**Text excerpt**
+--

Crowder immediately pulled a yellow “andon” cord, setting off a string of lights and alarms to alert the foremen at Toyota Motor Co.p.’s sprawling manufacturing complex here. A fix was made quickly and an irritating rattle avoided.

By sweating the details and nipping problems in the bud, Toyota’s factories turn out the kind of quality that translates directly to the bottom line. Compared with its Big Three rivals, Toyota commands higher prices for its vehicles and spends less on repairs because it recalls proportionately fewer of them.

In the brutal race to boost auto sales and profits, manufacturing prowess plays a key role. Because Toyota’s plants are flexible — assembling different types of vehicles on the same line — the automaker also responds faster to customer demands and can launch new models at a lower cost than Detroit’s automakers.

Thirty years after Japan’s automakers began chipping away at the American market with higher-quality cars built at lower costs, Detroit automakers still are playing catch-up.

Led by General Motors Corp., they are booking big gains in productivity and quality by liberally adopting Toyota’s manufacturing methods — and poaching its managers. But the Georgetown plant, Toyota’s mother ship in North America, illustrates how far they still have to go to become competitive.

“There isn’t anybody who does it as well as Toyota, and Georgetown is the best example in the United States,” said Ross Robson, professor of management at Utah State University and executive director of the Shingo Prize for Excellence in Manufacturing.

Manufacturing expert Ron Harbour, president of Harbour and Associates Inc. in Troy, agrees: “It’s like Tiger Woods. He may not be the best driver or the best putter, but he’s in the top five. He wouldn’t be at the top of any specific categories, but he’s near the top in every one. That’s Georgetown.”

Creative welding

It is hard from the outside to assess a plant’s overall efficiency, although some measures, such as productivity (the number of man-hours it takes to produce a vehicle) and the quality of the vehicles, can be quantified.

Labor unions have been blamed for many of Detroit’s woes, but some of the finest plants, such as GM’s state-of-the-art Cadillac factory in Lansing, employ union workers. It could vie for first place, along with nonunion plants such as Honda’s Marysville-East Liberty complex in Ohio; and Nissan Motor Co.’s ultraflexible new plant in Canton, Miss.

By some measures, some of these plants outshine Georgetown. But overall, Toyota’s Kentucky plant stands out over time among the very best.

Now 16 years old, Toyota’s first and largest U.S. plant produces 440,000 cars a year — the Avalon sedan, the Solara coupe and the Camry, America’s best-selling car. An impressive 95 percent of the models roll off the line without needing further work.

The $5.3 billion plant is nearly 30 percent more productive than the average Chrysler plant, requiring 20 hours to assemble a car.

Its stamping operations, which mold steel into body panels, are the most productive in North America, according to the 2003 Harbour Report.

A revolutionary new welding process installed two years ago turns out stiffer cars that ride more smoothly. Better yet, it costs only half as much as the previous welding system to install, and slashes the expense of adding new models to the production line by a whopping 70 percent.

+--

(Position annotation records)
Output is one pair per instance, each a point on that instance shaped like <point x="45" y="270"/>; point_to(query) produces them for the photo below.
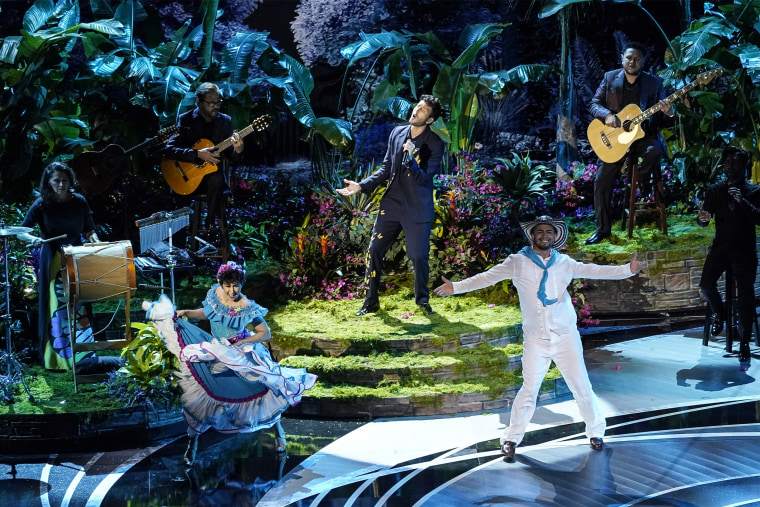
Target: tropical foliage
<point x="148" y="375"/>
<point x="417" y="63"/>
<point x="728" y="111"/>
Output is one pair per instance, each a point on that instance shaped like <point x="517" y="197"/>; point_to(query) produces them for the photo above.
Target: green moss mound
<point x="297" y="323"/>
<point x="683" y="234"/>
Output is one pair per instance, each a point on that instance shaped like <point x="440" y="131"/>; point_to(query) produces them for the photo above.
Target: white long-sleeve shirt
<point x="539" y="321"/>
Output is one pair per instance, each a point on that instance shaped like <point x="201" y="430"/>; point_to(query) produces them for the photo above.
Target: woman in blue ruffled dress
<point x="229" y="380"/>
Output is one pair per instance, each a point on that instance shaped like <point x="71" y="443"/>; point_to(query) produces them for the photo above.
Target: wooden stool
<point x="732" y="316"/>
<point x="200" y="208"/>
<point x="636" y="207"/>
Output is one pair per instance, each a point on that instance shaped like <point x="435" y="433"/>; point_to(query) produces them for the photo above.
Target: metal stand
<point x="14" y="370"/>
<point x="171" y="263"/>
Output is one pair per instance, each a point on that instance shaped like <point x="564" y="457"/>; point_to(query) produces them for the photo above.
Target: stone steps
<point x="284" y="345"/>
<point x="472" y="372"/>
<point x="372" y="370"/>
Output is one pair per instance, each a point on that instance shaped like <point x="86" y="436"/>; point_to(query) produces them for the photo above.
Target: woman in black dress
<point x="57" y="211"/>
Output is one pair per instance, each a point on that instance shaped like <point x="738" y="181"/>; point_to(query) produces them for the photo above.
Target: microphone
<point x="206" y="246"/>
<point x="148" y="286"/>
<point x="62" y="236"/>
<point x="405" y="161"/>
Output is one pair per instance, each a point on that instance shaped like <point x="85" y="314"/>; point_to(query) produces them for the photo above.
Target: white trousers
<point x="567" y="353"/>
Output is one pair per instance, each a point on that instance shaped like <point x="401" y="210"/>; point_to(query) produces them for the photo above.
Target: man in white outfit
<point x="541" y="275"/>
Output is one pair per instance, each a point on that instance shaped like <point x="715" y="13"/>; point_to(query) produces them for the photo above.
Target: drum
<point x="98" y="271"/>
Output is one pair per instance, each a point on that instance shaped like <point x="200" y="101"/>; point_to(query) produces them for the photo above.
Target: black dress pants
<point x="384" y="233"/>
<point x="648" y="150"/>
<point x="744" y="267"/>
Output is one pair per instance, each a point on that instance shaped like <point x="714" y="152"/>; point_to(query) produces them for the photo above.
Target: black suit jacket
<point x="410" y="194"/>
<point x="191" y="131"/>
<point x="609" y="99"/>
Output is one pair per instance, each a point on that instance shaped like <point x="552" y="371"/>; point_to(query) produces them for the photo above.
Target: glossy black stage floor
<point x="683" y="430"/>
<point x="704" y="455"/>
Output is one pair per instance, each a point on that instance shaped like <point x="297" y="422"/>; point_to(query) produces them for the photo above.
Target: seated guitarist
<point x="206" y="122"/>
<point x="619" y="88"/>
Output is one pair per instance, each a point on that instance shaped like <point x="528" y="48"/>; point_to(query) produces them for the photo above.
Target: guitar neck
<point x="150" y="142"/>
<point x="228" y="142"/>
<point x="670" y="99"/>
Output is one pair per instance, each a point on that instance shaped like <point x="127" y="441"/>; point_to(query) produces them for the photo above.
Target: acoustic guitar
<point x="184" y="177"/>
<point x="611" y="143"/>
<point x="95" y="170"/>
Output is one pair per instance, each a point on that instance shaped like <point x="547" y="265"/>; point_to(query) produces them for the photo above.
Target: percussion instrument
<point x="98" y="271"/>
<point x="13" y="230"/>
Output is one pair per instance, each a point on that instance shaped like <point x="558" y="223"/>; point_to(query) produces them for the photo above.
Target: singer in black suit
<point x="619" y="88"/>
<point x="735" y="204"/>
<point x="411" y="162"/>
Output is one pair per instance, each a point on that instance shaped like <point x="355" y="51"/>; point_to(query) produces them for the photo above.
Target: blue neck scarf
<point x="538" y="261"/>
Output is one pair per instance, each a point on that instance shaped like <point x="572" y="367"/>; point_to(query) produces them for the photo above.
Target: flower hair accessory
<point x="230" y="266"/>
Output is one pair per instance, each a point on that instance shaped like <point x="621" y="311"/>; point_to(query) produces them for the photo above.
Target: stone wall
<point x="668" y="283"/>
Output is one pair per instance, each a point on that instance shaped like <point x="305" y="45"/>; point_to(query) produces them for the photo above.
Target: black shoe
<point x="744" y="355"/>
<point x="716" y="324"/>
<point x="508" y="451"/>
<point x="425" y="307"/>
<point x="192" y="449"/>
<point x="368" y="308"/>
<point x="597" y="237"/>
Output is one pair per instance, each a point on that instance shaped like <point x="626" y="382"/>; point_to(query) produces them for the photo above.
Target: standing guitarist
<point x="206" y="122"/>
<point x="618" y="89"/>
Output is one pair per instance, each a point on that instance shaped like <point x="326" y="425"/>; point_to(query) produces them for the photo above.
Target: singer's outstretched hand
<point x="447" y="289"/>
<point x="351" y="188"/>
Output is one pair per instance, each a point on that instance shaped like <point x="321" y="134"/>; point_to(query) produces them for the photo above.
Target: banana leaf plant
<point x="407" y="59"/>
<point x="727" y="110"/>
<point x="39" y="107"/>
<point x="567" y="138"/>
<point x="295" y="82"/>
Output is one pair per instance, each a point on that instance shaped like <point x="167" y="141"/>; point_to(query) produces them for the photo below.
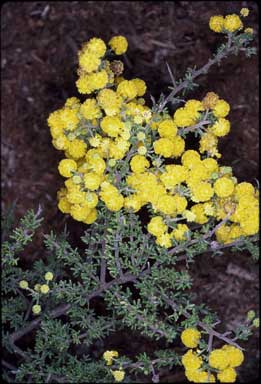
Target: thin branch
<point x="209" y="330"/>
<point x="194" y="127"/>
<point x="197" y="73"/>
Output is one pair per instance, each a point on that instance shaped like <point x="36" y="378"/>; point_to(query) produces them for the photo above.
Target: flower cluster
<point x="38" y="290"/>
<point x="201" y="369"/>
<point x="109" y="356"/>
<point x="122" y="154"/>
<point x="229" y="23"/>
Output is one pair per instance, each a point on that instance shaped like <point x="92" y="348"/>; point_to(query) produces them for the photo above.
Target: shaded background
<point x="40" y="41"/>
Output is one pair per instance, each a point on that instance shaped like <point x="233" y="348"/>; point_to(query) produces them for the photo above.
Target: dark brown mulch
<point x="39" y="59"/>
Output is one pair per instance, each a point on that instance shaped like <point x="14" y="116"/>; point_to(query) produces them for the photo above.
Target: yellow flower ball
<point x="249" y="30"/>
<point x="142" y="150"/>
<point x="90" y="109"/>
<point x="139" y="163"/>
<point x="44" y="289"/>
<point x="167" y="128"/>
<point x="157" y="226"/>
<point x="127" y="89"/>
<point x="140" y="86"/>
<point x="191" y="361"/>
<point x="221" y="108"/>
<point x="221" y="127"/>
<point x="92" y="180"/>
<point x="234" y="355"/>
<point x="244" y="12"/>
<point x="23" y="284"/>
<point x="112" y="125"/>
<point x="118" y="375"/>
<point x="48" y="276"/>
<point x="227" y="375"/>
<point x="163" y="147"/>
<point x="109" y="355"/>
<point x="179" y="233"/>
<point x="164" y="240"/>
<point x="224" y="187"/>
<point x="88" y="61"/>
<point x="216" y="23"/>
<point x="118" y="44"/>
<point x="64" y="205"/>
<point x="233" y="23"/>
<point x="36" y="309"/>
<point x="218" y="359"/>
<point x="190" y="337"/>
<point x="91" y="217"/>
<point x="66" y="167"/>
<point x="77" y="149"/>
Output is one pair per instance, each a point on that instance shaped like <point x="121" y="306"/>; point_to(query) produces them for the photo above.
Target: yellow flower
<point x="157" y="226"/>
<point x="139" y="163"/>
<point x="91" y="217"/>
<point x="118" y="375"/>
<point x="191" y="361"/>
<point x="218" y="359"/>
<point x="244" y="12"/>
<point x="37" y="287"/>
<point x="167" y="128"/>
<point x="112" y="125"/>
<point x="48" y="276"/>
<point x="90" y="109"/>
<point x="88" y="61"/>
<point x="64" y="205"/>
<point x="44" y="289"/>
<point x="221" y="127"/>
<point x="221" y="108"/>
<point x="119" y="44"/>
<point x="216" y="23"/>
<point x="234" y="355"/>
<point x="109" y="355"/>
<point x="142" y="150"/>
<point x="227" y="375"/>
<point x="233" y="23"/>
<point x="92" y="180"/>
<point x="127" y="89"/>
<point x="249" y="30"/>
<point x="140" y="86"/>
<point x="23" y="284"/>
<point x="201" y="191"/>
<point x="77" y="149"/>
<point x="36" y="309"/>
<point x="190" y="337"/>
<point x="210" y="100"/>
<point x="66" y="166"/>
<point x="141" y="136"/>
<point x="179" y="233"/>
<point x="164" y="240"/>
<point x="163" y="147"/>
<point x="224" y="187"/>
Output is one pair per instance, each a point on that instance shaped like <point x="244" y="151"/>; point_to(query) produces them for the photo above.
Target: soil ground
<point x="39" y="60"/>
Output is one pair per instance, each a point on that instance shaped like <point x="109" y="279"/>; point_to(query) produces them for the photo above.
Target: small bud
<point x="141" y="136"/>
<point x="250" y="315"/>
<point x="256" y="323"/>
<point x="36" y="309"/>
<point x="112" y="163"/>
<point x="23" y="284"/>
<point x="37" y="287"/>
<point x="44" y="288"/>
<point x="48" y="276"/>
<point x="76" y="179"/>
<point x="142" y="150"/>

+--

**Problems to work on**
a) List the vehicle models that the text on Toyota's Georgetown plant says the plant produces.
b) For each statement, say whether it agrees with the text on Toyota's Georgetown plant, and quote the words that decide it: (i) The Georgetown plant needs 20 hours to assemble a car. (ii) The new welding process cost twice as much to install as the previous system. (iii) Ross Robson is a professor of management at Utah State University.
c) According to the text on Toyota's Georgetown plant, what share of its models roll off the line without needing further work?
The rows are not needed for any task.

**The results**
a) The Avalon sedan, the Solara coupe and the Camry.

b)
(i) Yes: "requiring 20 hours to assemble a car."
(ii) No: "it costs only half as much as the previous welding system to install."
(iii) Yes: "Ross Robson, professor of management at Utah State University."

c) 95 percent.